• Ziel der Aufgabe:
Geben Sie die Zeilen von der Zeile, die „If you could point to the person“ enthält, bis zum Ende der Datensätze (beide Enden eingeschlossen) erneut wieder und setzen Sie dabei „figure“ an die Stelle von „person“. Alles Übrige bleibt unverändert.

• Daten zur Übung:
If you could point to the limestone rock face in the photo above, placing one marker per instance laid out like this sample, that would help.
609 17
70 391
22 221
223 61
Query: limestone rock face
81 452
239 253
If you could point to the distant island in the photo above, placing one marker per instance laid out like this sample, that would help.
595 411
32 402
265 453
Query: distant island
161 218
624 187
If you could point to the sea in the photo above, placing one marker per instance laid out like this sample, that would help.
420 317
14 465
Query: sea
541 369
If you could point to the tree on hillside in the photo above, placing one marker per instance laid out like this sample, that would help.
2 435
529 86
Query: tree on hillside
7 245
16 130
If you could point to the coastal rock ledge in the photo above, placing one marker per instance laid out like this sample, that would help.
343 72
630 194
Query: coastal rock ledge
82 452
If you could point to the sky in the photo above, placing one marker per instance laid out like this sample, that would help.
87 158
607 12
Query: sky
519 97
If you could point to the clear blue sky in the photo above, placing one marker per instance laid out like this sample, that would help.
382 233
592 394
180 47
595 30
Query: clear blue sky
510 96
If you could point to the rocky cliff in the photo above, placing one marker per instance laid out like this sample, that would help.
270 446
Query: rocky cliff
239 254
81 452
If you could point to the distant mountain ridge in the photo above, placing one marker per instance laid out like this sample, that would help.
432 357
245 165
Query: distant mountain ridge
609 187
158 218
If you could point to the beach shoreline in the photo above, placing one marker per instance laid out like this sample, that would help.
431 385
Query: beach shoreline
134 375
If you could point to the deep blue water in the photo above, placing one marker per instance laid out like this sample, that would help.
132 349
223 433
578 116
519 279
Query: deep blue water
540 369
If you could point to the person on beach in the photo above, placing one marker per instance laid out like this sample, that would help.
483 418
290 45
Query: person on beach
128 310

• Ergebnis der Aufgabe:
If you could point to the figure on beach in the photo above, placing one marker per instance laid out like this sample, that would help.
483 418
290 45
Query: figure on beach
128 310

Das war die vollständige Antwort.